=== Exercise materials ===
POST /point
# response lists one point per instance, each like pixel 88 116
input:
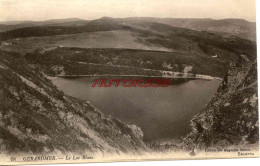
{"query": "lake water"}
pixel 163 113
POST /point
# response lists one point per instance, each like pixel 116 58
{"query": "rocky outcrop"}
pixel 231 117
pixel 36 118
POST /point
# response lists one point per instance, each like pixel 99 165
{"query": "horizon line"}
pixel 234 18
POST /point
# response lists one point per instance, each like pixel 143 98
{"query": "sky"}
pixel 38 10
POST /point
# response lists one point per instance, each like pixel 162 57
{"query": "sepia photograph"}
pixel 88 81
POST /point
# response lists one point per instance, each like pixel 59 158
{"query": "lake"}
pixel 163 113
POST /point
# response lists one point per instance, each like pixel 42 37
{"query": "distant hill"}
pixel 226 27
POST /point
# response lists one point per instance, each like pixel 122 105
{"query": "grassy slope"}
pixel 36 118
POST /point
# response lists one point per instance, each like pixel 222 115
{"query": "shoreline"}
pixel 198 76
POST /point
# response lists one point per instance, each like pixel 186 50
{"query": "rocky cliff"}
pixel 231 117
pixel 36 118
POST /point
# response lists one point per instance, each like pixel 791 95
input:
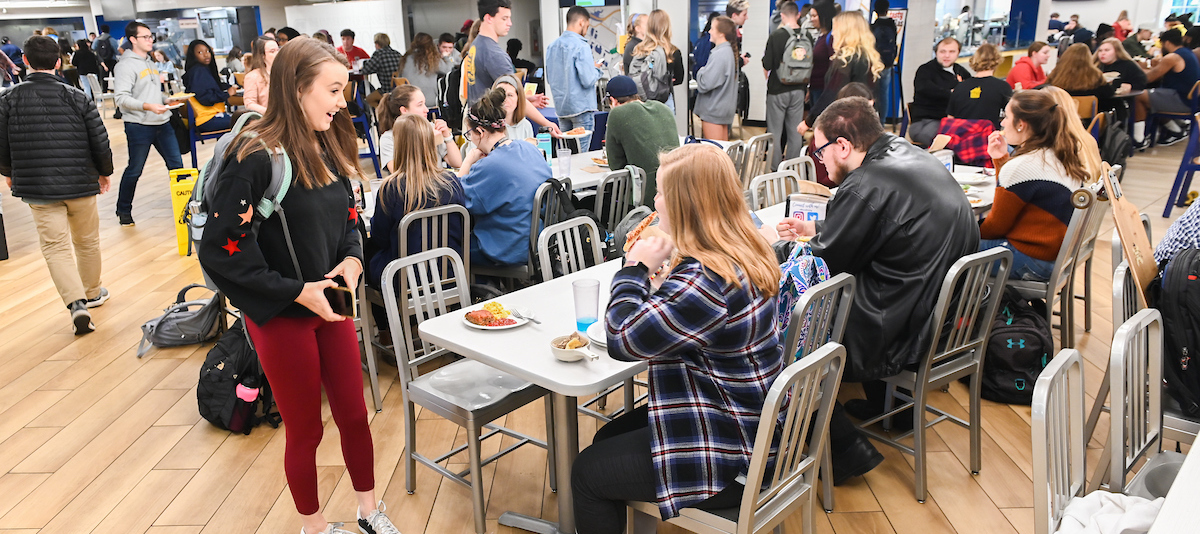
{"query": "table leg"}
pixel 567 448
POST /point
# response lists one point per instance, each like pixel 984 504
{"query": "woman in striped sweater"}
pixel 1032 205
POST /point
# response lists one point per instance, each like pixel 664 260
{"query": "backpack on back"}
pixel 796 67
pixel 232 385
pixel 1177 297
pixel 652 76
pixel 1018 349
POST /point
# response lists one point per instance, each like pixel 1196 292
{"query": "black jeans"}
pixel 617 468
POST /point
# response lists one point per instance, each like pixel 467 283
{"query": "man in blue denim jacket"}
pixel 573 75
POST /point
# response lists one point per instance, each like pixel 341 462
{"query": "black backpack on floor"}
pixel 1018 349
pixel 1176 294
pixel 233 387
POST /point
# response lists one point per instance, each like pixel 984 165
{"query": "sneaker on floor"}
pixel 1169 138
pixel 81 317
pixel 100 299
pixel 378 522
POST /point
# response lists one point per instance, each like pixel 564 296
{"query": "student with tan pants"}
pixel 55 157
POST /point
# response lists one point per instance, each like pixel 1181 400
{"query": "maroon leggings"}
pixel 299 354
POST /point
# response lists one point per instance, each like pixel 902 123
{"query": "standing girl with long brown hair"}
pixel 280 282
pixel 717 82
pixel 712 319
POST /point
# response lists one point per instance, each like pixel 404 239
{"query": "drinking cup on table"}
pixel 587 303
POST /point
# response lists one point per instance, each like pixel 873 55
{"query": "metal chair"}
pixel 473 403
pixel 99 95
pixel 771 189
pixel 1057 436
pixel 1060 288
pixel 820 317
pixel 615 198
pixel 961 324
pixel 757 157
pixel 805 169
pixel 571 246
pixel 547 210
pixel 811 387
pixel 1135 382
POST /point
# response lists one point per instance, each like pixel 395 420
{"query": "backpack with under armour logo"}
pixel 796 67
pixel 1019 348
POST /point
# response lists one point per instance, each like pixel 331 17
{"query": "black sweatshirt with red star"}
pixel 256 271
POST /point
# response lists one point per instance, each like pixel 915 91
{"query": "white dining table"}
pixel 1176 515
pixel 525 353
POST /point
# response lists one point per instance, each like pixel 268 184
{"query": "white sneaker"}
pixel 378 522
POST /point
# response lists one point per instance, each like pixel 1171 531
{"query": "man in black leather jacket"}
pixel 898 222
pixel 55 155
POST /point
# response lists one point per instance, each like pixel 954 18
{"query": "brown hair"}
pixel 424 52
pixel 417 163
pixel 708 219
pixel 1075 70
pixel 985 58
pixel 658 34
pixel 852 119
pixel 388 111
pixel 285 125
pixel 1048 126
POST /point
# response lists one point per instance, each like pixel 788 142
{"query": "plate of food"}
pixel 492 316
pixel 575 133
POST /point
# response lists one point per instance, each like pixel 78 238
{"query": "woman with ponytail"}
pixel 1032 207
pixel 499 178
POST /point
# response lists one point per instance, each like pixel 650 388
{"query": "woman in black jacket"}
pixel 301 343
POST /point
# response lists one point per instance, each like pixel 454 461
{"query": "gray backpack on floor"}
pixel 186 322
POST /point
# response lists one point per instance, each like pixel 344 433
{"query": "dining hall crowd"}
pixel 697 299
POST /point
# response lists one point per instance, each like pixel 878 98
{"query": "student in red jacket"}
pixel 1027 71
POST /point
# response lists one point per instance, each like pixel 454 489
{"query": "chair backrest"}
pixel 820 316
pixel 737 151
pixel 805 389
pixel 964 313
pixel 757 157
pixel 615 197
pixel 1057 433
pixel 423 282
pixel 1135 378
pixel 433 225
pixel 773 189
pixel 805 169
pixel 569 244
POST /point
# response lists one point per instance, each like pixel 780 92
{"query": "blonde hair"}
pixel 852 37
pixel 658 34
pixel 1116 47
pixel 417 163
pixel 985 58
pixel 1089 151
pixel 708 219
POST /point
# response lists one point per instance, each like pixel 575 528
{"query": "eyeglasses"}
pixel 816 154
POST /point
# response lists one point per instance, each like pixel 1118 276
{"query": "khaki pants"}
pixel 67 225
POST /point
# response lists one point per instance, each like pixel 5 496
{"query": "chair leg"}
pixel 918 442
pixel 477 477
pixel 409 444
pixel 550 443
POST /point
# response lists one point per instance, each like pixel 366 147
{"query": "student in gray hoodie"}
pixel 147 117
pixel 717 83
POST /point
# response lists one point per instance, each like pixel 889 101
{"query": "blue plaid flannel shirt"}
pixel 713 353
pixel 1183 233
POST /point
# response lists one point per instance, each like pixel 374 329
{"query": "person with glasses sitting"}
pixel 499 178
pixel 898 222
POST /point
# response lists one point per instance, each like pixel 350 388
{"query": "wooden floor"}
pixel 94 439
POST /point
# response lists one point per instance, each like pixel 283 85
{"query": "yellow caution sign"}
pixel 181 183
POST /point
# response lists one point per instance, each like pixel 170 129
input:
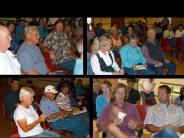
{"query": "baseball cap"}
pixel 50 88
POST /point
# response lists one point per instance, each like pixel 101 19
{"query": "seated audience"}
pixel 57 44
pixel 27 119
pixel 14 45
pixel 9 63
pixel 131 56
pixel 78 69
pixel 103 99
pixel 19 31
pixel 59 119
pixel 164 120
pixel 29 55
pixel 133 94
pixel 119 119
pixel 179 32
pixel 103 63
pixel 154 55
pixel 12 98
pixel 42 28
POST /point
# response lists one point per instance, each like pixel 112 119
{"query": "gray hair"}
pixel 25 91
pixel 29 28
pixel 80 46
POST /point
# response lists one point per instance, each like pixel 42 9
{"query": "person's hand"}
pixel 134 68
pixel 132 124
pixel 121 72
pixel 52 56
pixel 42 117
pixel 166 61
pixel 115 73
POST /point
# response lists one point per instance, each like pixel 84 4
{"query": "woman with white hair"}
pixel 78 69
pixel 27 119
pixel 103 62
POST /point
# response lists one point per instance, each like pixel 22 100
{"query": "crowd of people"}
pixel 60 108
pixel 23 44
pixel 136 45
pixel 116 113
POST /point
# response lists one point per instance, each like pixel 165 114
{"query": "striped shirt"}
pixel 63 101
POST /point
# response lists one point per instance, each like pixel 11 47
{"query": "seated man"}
pixel 8 61
pixel 29 55
pixel 60 120
pixel 165 120
pixel 154 55
pixel 12 98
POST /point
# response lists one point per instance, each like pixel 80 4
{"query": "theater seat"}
pixel 52 67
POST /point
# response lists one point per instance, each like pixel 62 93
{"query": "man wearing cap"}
pixel 8 61
pixel 60 120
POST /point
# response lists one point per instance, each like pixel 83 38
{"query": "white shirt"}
pixel 96 65
pixel 179 33
pixel 9 64
pixel 146 84
pixel 31 116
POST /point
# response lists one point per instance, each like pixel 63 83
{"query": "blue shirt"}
pixel 101 102
pixel 131 56
pixel 41 31
pixel 30 58
pixel 78 69
pixel 19 30
pixel 49 107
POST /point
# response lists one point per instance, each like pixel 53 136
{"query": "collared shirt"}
pixel 49 107
pixel 179 33
pixel 96 65
pixel 168 34
pixel 160 115
pixel 63 101
pixel 9 64
pixel 30 58
pixel 59 45
pixel 131 56
pixel 107 117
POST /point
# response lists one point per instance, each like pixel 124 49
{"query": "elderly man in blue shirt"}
pixel 29 55
pixel 131 57
pixel 60 120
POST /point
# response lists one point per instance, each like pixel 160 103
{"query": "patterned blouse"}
pixel 59 45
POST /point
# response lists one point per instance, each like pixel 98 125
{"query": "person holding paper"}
pixel 119 119
pixel 132 60
pixel 165 120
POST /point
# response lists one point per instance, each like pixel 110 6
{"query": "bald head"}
pixel 5 39
pixel 151 34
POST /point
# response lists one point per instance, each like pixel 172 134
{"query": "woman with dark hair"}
pixel 119 119
pixel 59 47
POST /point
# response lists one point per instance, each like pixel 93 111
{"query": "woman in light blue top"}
pixel 42 28
pixel 131 56
pixel 103 99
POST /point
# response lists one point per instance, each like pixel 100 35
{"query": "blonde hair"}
pixel 25 91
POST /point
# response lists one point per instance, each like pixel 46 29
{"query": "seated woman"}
pixel 119 119
pixel 132 59
pixel 27 119
pixel 103 63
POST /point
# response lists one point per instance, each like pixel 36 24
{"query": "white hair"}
pixel 80 46
pixel 25 91
pixel 29 28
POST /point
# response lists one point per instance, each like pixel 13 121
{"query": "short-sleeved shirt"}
pixel 59 45
pixel 63 101
pixel 131 111
pixel 31 116
pixel 160 115
pixel 101 102
pixel 9 64
pixel 31 58
pixel 49 107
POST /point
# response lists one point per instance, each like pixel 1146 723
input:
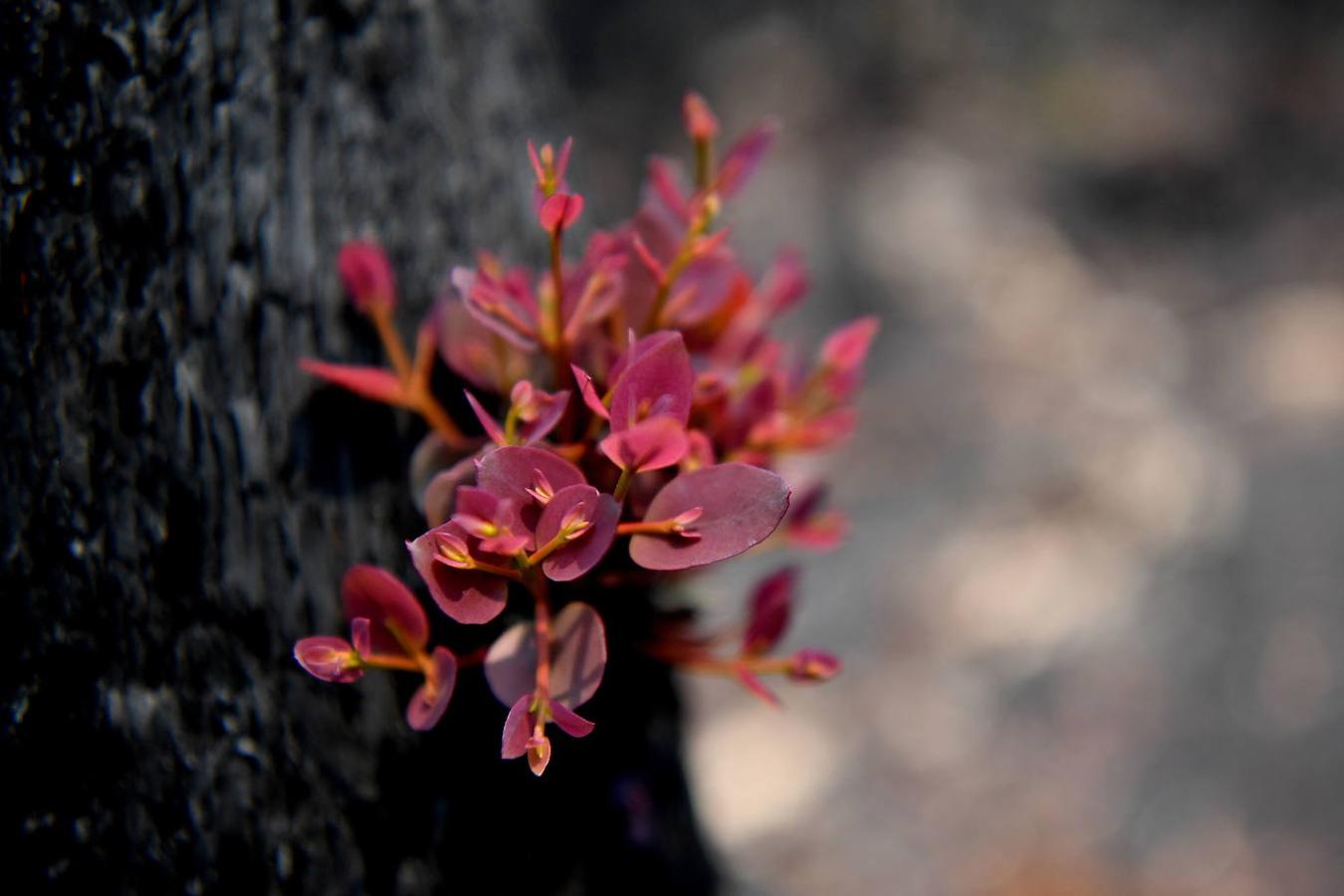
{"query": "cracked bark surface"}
===
Rewrite the rows from the start through the line containing "pixel 55 157", inclusive, substituting "stony" for every "rocky" and changing nothing else. Leave the pictures out.

POST /point
# response lists one point per instance, each like pixel 88 116
input:
{"query": "lake water"}
pixel 163 113
POST /point
# response lists one point per instance, each like pixel 116 58
{"query": "stony outcrop"}
pixel 231 117
pixel 36 118
POST /point
# response lists one point per instance, each like pixel 99 165
{"query": "horizon line"}
pixel 234 18
POST /point
# response lists one point per instance, each like pixel 143 98
{"query": "sky"}
pixel 38 10
POST /point
# response lists one point per instance, each like pixel 162 57
{"query": "sepia photograph"}
pixel 88 81
POST /point
# response lists one point per instance, each like pixel 59 158
{"query": "lake"}
pixel 163 113
POST /point
# response lists one point per instance, each like pixel 42 37
{"query": "distant hill"}
pixel 226 27
POST /point
# response lists one point per instance, each like pixel 122 105
{"query": "grassy slope"}
pixel 36 118
POST /point
# response lists one point per instance, each like pixel 222 115
{"query": "shoreline"}
pixel 198 76
POST /point
# response lists one point per instance, each like pixel 186 50
{"query": "stony cliff"}
pixel 231 117
pixel 36 118
POST /point
# response lists one point per instance, each like pixel 791 95
input:
{"query": "table leg"}
pixel 567 448
POST /point
# response lists one point per instance, each like pixel 984 504
{"query": "woman in striped sweater"}
pixel 1032 205
POST /point
# response lists one point per instance, each like pixel 664 260
{"query": "backpack on back"}
pixel 796 67
pixel 232 385
pixel 1177 297
pixel 652 76
pixel 1018 349
POST /point
# response lists one point per instance, each like pixel 1196 292
{"query": "black jeans"}
pixel 617 468
POST /point
# response lists one point per instance, each like pixel 467 283
{"query": "man in blue denim jacket"}
pixel 573 75
POST /point
# response lists one point per instance, each like pixel 341 462
{"query": "black backpack on floor"}
pixel 1018 349
pixel 1176 294
pixel 233 387
POST /point
# response lists one point per instance, each like pixel 984 165
{"query": "sneaker on floor"}
pixel 1169 138
pixel 81 317
pixel 100 299
pixel 378 522
POST /point
# response lists one point per instance, each like pixel 564 296
{"query": "student with tan pants"}
pixel 55 157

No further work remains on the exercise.